## [What you should do]
Reproduce the material with every occurrence of "detection system" swapped for "box localizer", changing nothing else, and omit the images from your output.

Region annotation entries:
::::

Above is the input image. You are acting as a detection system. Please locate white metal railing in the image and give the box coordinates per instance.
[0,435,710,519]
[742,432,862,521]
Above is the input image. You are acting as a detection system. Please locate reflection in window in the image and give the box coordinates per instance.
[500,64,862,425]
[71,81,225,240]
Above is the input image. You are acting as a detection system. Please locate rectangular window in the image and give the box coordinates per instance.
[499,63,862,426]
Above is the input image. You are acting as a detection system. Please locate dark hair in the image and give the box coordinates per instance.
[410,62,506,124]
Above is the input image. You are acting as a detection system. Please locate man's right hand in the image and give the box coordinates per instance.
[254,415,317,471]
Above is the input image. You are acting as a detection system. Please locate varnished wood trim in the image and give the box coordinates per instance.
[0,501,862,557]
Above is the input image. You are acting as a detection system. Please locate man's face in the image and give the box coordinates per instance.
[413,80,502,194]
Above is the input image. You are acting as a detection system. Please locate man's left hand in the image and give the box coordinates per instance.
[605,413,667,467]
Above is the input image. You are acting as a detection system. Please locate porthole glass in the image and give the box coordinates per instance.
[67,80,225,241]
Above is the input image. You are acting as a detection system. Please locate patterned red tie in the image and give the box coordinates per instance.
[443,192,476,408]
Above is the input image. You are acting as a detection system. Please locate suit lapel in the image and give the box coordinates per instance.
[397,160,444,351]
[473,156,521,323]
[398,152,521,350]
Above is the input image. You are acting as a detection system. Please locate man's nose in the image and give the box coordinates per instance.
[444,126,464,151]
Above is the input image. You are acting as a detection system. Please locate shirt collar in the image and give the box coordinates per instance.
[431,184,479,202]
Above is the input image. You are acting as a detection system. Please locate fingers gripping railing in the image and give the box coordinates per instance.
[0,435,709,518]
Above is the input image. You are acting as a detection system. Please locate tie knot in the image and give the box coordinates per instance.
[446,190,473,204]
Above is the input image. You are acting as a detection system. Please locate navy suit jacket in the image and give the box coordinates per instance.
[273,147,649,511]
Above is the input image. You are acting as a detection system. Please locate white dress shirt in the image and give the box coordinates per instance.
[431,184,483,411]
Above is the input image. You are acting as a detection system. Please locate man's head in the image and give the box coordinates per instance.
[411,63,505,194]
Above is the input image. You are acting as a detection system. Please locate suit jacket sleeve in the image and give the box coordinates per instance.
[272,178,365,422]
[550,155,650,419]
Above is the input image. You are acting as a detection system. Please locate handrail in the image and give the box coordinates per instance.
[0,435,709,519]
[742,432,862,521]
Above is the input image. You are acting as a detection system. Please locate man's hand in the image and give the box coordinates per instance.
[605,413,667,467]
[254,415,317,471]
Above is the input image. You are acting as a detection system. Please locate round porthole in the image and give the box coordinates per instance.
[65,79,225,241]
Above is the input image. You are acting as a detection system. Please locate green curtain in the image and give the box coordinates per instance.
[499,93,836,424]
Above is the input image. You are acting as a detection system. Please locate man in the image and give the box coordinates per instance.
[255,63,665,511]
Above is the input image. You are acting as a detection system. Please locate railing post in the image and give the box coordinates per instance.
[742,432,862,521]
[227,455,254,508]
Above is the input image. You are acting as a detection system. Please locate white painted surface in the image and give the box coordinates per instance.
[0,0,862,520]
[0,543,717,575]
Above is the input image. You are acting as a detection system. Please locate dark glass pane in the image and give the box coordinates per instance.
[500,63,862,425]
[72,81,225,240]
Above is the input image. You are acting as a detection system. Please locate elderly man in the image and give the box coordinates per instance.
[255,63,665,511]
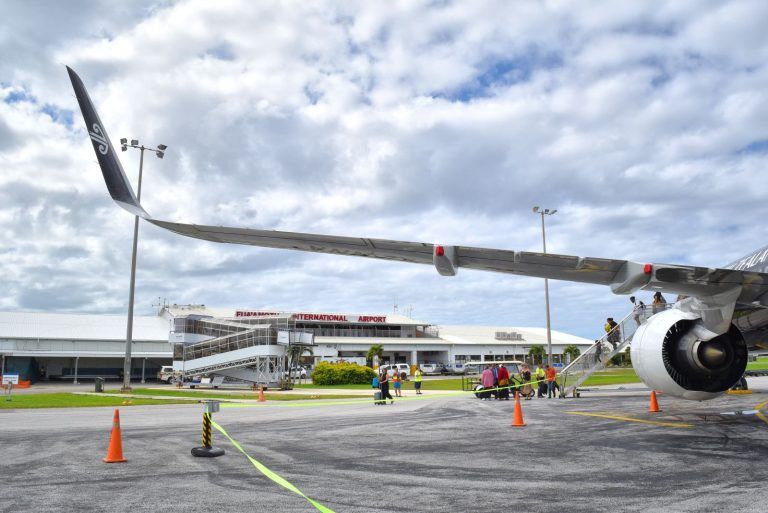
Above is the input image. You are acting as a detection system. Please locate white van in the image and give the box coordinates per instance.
[379,363,411,379]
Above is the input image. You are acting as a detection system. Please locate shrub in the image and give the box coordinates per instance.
[312,362,376,385]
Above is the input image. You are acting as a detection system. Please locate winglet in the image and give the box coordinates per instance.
[67,66,149,218]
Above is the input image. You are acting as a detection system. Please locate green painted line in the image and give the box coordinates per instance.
[211,419,335,513]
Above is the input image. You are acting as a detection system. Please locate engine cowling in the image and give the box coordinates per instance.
[631,308,748,401]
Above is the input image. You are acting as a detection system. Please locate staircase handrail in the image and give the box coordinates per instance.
[560,310,635,375]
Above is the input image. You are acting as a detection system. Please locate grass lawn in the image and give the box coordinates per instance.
[293,378,461,392]
[125,385,365,401]
[0,393,182,409]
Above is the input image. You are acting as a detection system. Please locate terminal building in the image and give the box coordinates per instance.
[0,305,593,382]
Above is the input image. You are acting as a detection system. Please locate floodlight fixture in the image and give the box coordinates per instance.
[533,206,557,365]
[120,138,168,392]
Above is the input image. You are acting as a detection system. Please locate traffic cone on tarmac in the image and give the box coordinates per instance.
[512,392,525,427]
[102,409,128,463]
[648,390,661,413]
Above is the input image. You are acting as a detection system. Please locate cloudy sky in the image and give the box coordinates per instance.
[0,0,768,338]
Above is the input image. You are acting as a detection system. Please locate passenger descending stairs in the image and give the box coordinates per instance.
[560,304,672,397]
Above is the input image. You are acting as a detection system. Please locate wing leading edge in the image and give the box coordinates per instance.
[67,67,768,302]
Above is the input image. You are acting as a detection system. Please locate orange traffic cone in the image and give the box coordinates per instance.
[512,392,525,427]
[648,390,661,413]
[102,410,128,463]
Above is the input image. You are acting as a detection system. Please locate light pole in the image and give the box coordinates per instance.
[533,207,557,365]
[120,138,168,392]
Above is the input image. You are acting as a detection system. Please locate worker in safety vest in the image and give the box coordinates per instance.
[533,365,547,397]
[413,367,421,395]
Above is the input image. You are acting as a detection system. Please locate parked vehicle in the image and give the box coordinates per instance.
[419,363,443,375]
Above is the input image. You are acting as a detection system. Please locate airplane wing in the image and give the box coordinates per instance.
[67,67,768,303]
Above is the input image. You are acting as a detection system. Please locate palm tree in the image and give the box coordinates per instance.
[365,344,384,367]
[563,344,581,362]
[528,344,547,363]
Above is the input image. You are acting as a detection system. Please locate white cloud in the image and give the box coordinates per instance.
[0,1,768,337]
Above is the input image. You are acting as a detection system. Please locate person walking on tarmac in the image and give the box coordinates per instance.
[379,371,395,404]
[533,365,547,397]
[544,365,557,399]
[413,367,421,395]
[392,370,403,397]
[496,364,509,401]
[480,365,496,401]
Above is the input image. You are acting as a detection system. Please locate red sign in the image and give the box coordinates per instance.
[235,310,387,323]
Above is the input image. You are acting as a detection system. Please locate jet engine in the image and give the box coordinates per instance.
[631,308,748,401]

::::

## [Exercise answer]
Above is the input image. You are acting as a box localizer. Please locate white metal railing in the image and give the box coordinates per instance.
[0,435,710,519]
[742,432,862,521]
Above is the input image. You are acting as a box localizer. Please locate reflection in window in the image and give the box coordinates per instance.
[500,64,862,425]
[71,81,225,240]
Above is the input image. You are acting as a box localizer. Please locate rectangular window in the image and give the box coordinates per instance.
[499,63,862,426]
Above is the input image. You are acting as a box localizer. Please locate dark hair in the image and give the box coordinates per instance.
[410,62,506,124]
Above is the input image. You are acting as a box localizer. Please locate man's right hand in the image and give the box coordinates per instance.
[254,415,317,471]
Above is the input image. You are acting as a box localizer. Please locate varnished wood trim in the image and give the box coordinates per instance.
[0,501,862,557]
Above is the input image. You are acting as a box localizer. Please locate man's face in the image and give the box coordinates per instance.
[413,80,502,194]
Above is the input image. You are acting as a box localizer. Please locate man's left hand in the image and give the box coordinates per instance.
[605,413,667,467]
Above is the input image. You are acting as a box localizer. Please locate porthole glass in the image and give the box coordinates per instance.
[67,80,225,241]
Above is the input image. You are acting as a box localizer. Please locate patterned red tie in the image and give the box coordinates per instance.
[443,192,476,408]
Above is the input image. You are acting as a box localizer. Please locate suit lapel in the image and give the box coordinates per instance.
[397,160,444,351]
[473,156,521,323]
[398,152,521,350]
Above is the input image. You are acting as a box localizer. Please locate man's nose in the image and give the box coordinates per instance.
[444,126,464,151]
Above is the input image. You are acting as a box localizer. Please locate shirt collar in the image and give the box coordinates per instance.
[431,184,479,202]
Above is the input image. You are acting as a box localizer. Please locate fingers gripping railing in the image and give the box coordinates per instance.
[0,435,709,518]
Above is the input image. You are acting as a box localizer. Please locate tie knot in the image and give the box coordinates per instance.
[446,190,473,204]
Above is the input image. You are acting as a box localizer. Please locate navy suit jacket in the image and give the box coordinates per instance.
[273,147,649,511]
Above is the input image. You are acting as a box localizer. Please locate white dress shirt in the image and give the box coordinates per instance.
[431,184,483,411]
Above is the input image. You are acting as a box localizer. Please locate man's head in the image and give the box coordinates per instance.
[411,63,505,194]
Above is the input image. You are acting as a box localizer. Please locate suit jacket sleeve in the image and give the box coordinates per instance.
[272,178,365,422]
[550,155,650,419]
Above is the input image. You are acting as a box localizer. Please locate handrail in the image and give the box coordinates per instance.
[0,435,709,519]
[742,432,862,521]
Above is the input image. You are acting as a box localizer. Please locate man's hand in the image and give the box coordinates per instance.
[605,413,667,467]
[254,415,317,471]
Above is the input image. You are acting as a box localizer. Please locate round porthole in the image and give the box coordinates per instance.
[65,79,225,241]
Above is the input image. You are acting as a box localizer. Please locate green curtain in the image and give the box coordinates per instance.
[499,93,836,424]
Above is the input image. You are acting as a box localizer. Please locate man in the image and give the box coordinates per instance.
[255,63,665,511]
Above is the input image. You are acting as a box localizer. Please locate railing post in the image and give the box coordinates per instance.
[742,432,862,521]
[227,455,254,508]
Above is the input image. You are acting as a box localizer. Please locate white painted surface in the image and give the box coordinates per instance.
[0,0,862,520]
[0,543,717,575]
Above is the input image. You are acting as a box localizer. Please locate dark glass pane in the image and give the box coordinates per instance.
[500,63,862,425]
[72,81,225,240]
Above is the input image. You are acting as a box localizer. Please locate elderly man in the image and give the box coordinates per instance.
[255,63,665,511]
Above is the input image. You are acting as a box localizer. Please locate white van in the image and give the box coordinates per instance.
[379,363,411,379]
Above is the input image. You are acting as a box localizer. Please locate shrub in the image and give the box coordinates per instance.
[312,362,376,385]
Above is the input image. You are acting as a box localizer. Please locate winglet in the image and give the box coordinates per instance.
[67,66,149,218]
Above is the input image. You are acting as a box localizer. Please locate green painted line in the image and give the box coordinates per instance.
[211,419,335,513]
Above is the input image. You are acting as a box localizer. Please locate engine cowling in the image and give the box coordinates per instance.
[631,308,748,401]
Above is the input image. You are acting as a box localizer. Please locate staircase handrail in the image and give the box coordinates per instance.
[560,310,635,375]
Above is the input image. You are acting as a box localizer. Please locate grass lawn in the image and give the box coordinates per instance.
[293,378,461,392]
[125,385,365,401]
[0,393,182,409]
Above is the input image. You are acting as a box localizer. Please locate terminal building in the image and give the box coordinates per instance.
[0,305,593,382]
Above is the input image. You are acting as a box localizer. Please locate floodlight fixture in the image and give the box coordinates per instance.
[533,206,557,365]
[120,138,168,392]
Above is the input image. You are acting as a box localizer. Please locate traffic cone on tarmac in the image and give the box coordinates per instance.
[512,392,525,427]
[102,409,128,463]
[648,390,661,413]
Above is the input image. You are acting as a box localizer. Please locate cloudy sky in the image and give the box coordinates per instance.
[0,0,768,338]
Above is the input image. You are acting as a box localizer. Please locate passenger descending stairs in the image and give the box coordinates per instance.
[560,304,672,397]
Above is the input image. You are acting as a box localizer. Please locate wing leading edge in the image and give the box coordinates per instance.
[67,67,768,302]
Above is the input image. You are acting as a box localizer. Please locate orange traffic cone in the image and give the box coordinates per instance.
[512,392,525,427]
[648,390,661,413]
[102,410,128,463]
Above is the input image. You are acting as a box localizer. Please locate light pole in the image and give the box coordinates per instance.
[533,207,557,365]
[120,138,168,392]
Above is the input image. You are acting as a box localizer. Please locate worker in safety vest in the image and give the box coordinates per instance.
[533,365,547,397]
[413,367,421,395]
Above is the input image. You are acting as a box localizer. Please locate parked vehicle in the image and give the box coordinates per instance.
[419,363,443,375]
Above is the input image. You are acting as a box localizer. Please locate airplane wing in the image and give the box coordinates per instance.
[67,67,768,303]
Above is the input image. You are acting as a box localizer. Please locate palm tree in the image and give the box coordinates per instance.
[365,344,384,367]
[563,344,581,362]
[528,344,547,363]
Above is the input image. You are acting as a box localizer. Please locate white cloud in the image and give the box coordinates per instance.
[0,1,768,337]
Above is the input image. You are acting as a box localizer. Please locate person walking on tarmac in the image and give the box coordinates per instance.
[379,371,395,404]
[533,365,547,397]
[544,365,557,399]
[413,367,421,395]
[392,370,403,397]
[496,364,509,401]
[480,365,496,401]
Above is the input image. You are acting as a box localizer. Please locate red sign in the image and give the box coordinates per instance.
[235,310,387,323]
Above is the input image. You are acting as a box localizer. Please locate jet engine in the image and give the box coordinates per instance.
[631,308,748,401]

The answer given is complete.